(Work to complete): From the line containing "Where can the beige" down to the last line of the records below, copy every line exactly. Leave out everything before it.

(Given information):

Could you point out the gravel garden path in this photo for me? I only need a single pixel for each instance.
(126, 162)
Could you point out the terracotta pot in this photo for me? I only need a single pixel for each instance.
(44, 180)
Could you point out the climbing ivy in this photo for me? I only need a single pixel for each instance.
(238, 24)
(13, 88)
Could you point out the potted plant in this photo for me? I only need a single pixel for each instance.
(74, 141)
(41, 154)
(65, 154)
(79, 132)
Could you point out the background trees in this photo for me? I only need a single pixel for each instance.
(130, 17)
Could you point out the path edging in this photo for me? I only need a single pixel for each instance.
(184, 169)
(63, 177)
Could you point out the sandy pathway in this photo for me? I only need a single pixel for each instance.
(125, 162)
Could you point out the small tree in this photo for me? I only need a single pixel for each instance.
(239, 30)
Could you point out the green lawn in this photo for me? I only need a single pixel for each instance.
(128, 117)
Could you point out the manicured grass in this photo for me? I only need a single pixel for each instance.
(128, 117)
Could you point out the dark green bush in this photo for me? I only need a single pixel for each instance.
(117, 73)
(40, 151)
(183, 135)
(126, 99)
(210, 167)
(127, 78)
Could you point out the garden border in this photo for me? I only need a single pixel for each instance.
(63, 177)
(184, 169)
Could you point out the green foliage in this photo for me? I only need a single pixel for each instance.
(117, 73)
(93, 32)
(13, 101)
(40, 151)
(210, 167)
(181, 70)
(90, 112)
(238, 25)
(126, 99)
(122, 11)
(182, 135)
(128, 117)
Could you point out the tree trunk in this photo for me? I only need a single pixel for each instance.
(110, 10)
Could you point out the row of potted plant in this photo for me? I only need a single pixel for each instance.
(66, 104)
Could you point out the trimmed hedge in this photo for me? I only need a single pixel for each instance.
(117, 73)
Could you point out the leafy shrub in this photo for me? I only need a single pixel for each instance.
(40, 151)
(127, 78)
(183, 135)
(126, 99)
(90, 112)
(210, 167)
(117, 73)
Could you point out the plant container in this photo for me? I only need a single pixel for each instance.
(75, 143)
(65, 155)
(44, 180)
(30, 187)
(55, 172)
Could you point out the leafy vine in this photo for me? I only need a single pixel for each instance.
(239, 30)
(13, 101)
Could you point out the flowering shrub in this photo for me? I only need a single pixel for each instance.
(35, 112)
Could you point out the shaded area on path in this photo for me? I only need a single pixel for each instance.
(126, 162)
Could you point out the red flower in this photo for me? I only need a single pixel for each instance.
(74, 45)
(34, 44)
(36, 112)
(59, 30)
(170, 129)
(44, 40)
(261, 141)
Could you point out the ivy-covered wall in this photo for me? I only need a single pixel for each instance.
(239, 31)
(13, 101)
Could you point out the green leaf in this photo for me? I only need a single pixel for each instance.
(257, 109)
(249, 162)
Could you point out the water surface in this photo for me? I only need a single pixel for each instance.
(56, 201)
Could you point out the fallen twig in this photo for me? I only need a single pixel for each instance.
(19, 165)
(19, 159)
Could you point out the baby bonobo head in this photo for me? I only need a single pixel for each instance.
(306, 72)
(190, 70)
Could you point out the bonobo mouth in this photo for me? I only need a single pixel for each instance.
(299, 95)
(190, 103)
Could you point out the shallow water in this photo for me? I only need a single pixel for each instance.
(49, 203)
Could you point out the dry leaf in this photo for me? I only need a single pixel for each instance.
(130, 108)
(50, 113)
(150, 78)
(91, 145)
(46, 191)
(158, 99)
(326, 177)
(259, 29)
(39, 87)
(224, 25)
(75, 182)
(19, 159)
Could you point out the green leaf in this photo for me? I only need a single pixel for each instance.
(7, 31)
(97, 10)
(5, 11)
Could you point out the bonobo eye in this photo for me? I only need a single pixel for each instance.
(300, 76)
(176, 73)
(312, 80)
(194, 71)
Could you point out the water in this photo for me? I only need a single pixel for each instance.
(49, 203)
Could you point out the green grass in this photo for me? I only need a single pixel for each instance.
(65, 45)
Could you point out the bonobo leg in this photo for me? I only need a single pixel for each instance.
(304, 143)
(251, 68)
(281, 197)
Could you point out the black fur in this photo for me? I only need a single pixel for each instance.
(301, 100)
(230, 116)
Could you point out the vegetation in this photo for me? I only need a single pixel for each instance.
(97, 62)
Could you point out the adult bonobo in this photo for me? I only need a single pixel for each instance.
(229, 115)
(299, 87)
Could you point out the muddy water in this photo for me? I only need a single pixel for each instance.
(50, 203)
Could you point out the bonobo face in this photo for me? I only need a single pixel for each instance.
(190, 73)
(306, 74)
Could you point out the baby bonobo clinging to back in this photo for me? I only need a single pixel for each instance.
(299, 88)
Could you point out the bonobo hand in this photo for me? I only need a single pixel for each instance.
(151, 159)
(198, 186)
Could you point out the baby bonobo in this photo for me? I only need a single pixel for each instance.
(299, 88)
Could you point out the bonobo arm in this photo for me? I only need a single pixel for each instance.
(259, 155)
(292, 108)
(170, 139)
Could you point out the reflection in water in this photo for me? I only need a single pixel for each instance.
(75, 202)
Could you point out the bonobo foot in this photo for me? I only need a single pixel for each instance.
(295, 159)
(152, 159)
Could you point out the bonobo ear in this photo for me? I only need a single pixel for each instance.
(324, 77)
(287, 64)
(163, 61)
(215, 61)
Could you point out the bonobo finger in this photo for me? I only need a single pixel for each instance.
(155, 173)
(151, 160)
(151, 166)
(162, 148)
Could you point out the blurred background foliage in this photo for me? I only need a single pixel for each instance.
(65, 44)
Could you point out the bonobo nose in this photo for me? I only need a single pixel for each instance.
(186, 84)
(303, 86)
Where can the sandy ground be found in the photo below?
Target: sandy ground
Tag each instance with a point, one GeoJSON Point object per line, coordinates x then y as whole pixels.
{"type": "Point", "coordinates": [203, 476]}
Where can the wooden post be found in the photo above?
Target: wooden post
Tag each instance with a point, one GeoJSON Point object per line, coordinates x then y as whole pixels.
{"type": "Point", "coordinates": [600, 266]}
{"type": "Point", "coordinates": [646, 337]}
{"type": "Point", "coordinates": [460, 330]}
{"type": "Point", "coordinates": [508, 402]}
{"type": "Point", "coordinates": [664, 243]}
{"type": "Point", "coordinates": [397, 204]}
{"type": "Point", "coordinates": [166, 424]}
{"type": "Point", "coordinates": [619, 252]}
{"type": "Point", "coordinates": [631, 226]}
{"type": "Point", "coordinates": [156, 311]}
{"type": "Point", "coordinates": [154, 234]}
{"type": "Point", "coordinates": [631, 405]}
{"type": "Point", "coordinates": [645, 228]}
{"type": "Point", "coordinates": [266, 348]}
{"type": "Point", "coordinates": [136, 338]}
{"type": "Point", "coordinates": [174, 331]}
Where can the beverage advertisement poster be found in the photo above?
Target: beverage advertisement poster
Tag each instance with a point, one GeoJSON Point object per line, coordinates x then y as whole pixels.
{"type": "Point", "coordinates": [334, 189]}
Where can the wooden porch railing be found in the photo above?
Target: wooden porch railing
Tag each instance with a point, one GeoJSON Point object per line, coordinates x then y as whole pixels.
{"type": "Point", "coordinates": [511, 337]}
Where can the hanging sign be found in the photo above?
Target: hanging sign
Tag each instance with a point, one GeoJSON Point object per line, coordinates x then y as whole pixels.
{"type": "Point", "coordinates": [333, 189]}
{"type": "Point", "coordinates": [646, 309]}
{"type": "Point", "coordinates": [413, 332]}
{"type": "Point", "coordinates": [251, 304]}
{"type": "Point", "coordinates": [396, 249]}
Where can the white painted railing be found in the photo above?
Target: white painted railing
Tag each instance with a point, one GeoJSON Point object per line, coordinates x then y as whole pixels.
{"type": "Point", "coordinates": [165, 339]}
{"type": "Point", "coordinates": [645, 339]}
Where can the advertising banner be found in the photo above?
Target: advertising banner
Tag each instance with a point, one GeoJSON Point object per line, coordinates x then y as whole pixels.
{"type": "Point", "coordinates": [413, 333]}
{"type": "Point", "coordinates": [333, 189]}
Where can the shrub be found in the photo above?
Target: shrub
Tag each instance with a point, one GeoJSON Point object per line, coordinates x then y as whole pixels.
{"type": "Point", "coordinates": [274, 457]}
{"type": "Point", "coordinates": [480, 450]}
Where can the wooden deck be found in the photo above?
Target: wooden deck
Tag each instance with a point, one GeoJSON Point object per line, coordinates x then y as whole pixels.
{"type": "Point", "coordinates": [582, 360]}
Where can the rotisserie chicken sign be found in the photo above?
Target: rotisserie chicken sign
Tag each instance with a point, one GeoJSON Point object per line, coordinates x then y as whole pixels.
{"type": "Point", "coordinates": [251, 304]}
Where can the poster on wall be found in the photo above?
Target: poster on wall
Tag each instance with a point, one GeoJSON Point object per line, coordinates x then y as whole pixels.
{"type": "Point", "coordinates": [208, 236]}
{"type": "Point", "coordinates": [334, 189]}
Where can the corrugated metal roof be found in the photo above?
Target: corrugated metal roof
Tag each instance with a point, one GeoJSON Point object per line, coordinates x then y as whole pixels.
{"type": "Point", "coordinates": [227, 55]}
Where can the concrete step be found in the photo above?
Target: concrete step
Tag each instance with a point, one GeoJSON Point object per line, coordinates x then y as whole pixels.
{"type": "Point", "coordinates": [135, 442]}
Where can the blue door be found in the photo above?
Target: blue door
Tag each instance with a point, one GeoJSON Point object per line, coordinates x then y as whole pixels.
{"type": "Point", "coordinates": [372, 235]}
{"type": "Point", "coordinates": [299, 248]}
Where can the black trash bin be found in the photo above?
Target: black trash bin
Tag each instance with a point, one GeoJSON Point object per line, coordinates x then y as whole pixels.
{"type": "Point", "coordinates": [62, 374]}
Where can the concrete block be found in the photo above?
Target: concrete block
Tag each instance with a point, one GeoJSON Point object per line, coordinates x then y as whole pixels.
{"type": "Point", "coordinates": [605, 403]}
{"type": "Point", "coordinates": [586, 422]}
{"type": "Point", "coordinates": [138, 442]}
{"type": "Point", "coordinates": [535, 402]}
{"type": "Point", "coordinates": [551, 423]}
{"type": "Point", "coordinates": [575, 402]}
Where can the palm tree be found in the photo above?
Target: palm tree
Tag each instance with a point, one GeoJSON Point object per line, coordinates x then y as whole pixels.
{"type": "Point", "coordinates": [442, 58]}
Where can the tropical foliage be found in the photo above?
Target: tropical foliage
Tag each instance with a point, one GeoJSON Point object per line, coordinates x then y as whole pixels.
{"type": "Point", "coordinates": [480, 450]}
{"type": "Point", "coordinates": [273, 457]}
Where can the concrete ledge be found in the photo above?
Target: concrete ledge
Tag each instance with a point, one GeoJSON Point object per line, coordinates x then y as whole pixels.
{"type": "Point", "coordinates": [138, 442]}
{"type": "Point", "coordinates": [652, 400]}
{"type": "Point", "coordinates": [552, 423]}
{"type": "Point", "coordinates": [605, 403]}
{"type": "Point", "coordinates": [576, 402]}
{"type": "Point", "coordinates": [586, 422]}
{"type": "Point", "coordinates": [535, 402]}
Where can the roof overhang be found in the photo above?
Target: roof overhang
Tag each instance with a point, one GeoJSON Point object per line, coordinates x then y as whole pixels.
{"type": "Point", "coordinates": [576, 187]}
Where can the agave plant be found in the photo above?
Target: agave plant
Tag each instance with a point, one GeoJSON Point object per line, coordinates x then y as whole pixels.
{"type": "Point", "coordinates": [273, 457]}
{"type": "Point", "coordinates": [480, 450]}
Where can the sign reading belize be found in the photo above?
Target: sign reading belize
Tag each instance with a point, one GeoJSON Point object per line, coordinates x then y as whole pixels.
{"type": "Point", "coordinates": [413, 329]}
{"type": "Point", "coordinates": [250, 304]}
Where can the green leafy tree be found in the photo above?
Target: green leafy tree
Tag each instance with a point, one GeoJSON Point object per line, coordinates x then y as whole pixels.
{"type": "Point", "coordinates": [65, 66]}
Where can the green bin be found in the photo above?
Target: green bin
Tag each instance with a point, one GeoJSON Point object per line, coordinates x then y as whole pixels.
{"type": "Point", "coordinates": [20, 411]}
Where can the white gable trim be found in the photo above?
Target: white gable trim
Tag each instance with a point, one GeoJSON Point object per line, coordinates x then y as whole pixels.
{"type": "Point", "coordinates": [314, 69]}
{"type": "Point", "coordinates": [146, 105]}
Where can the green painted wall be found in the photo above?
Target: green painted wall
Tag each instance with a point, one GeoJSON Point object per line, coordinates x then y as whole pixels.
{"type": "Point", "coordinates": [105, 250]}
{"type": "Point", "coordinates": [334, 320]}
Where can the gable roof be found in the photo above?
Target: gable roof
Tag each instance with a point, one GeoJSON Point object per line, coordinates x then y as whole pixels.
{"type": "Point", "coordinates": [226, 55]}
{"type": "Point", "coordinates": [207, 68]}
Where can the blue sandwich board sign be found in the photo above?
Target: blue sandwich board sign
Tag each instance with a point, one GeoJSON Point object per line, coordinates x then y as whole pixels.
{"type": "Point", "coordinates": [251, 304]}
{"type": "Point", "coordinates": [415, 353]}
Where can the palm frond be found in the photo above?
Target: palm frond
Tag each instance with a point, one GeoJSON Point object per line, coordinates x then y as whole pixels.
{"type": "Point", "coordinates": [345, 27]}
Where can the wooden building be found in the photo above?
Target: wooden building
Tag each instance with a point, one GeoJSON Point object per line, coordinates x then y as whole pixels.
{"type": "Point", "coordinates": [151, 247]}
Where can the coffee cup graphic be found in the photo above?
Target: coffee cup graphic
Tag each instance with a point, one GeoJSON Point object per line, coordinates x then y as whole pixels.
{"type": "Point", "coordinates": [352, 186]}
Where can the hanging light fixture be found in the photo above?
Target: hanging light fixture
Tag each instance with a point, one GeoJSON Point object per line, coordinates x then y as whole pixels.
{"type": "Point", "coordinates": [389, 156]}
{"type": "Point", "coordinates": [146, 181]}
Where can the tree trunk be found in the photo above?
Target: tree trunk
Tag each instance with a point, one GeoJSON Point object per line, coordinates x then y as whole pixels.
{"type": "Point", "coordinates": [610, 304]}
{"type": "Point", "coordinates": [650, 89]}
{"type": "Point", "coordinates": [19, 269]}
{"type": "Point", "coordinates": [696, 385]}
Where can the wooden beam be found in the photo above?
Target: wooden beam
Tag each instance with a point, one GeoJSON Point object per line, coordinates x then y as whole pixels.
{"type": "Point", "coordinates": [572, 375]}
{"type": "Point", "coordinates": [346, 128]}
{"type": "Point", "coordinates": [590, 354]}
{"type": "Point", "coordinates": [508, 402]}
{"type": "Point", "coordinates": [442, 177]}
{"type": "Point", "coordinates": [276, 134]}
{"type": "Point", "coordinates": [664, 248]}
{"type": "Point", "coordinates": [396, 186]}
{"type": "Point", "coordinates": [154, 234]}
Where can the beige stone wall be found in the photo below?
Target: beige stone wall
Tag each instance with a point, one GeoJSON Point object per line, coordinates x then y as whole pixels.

(Result of this exercise):
Where can the beige stone wall be found in the photo below?
Target: beige stone wall
Tag each instance with a point, one GeoJSON Point object per line, coordinates x then y as whole pixels.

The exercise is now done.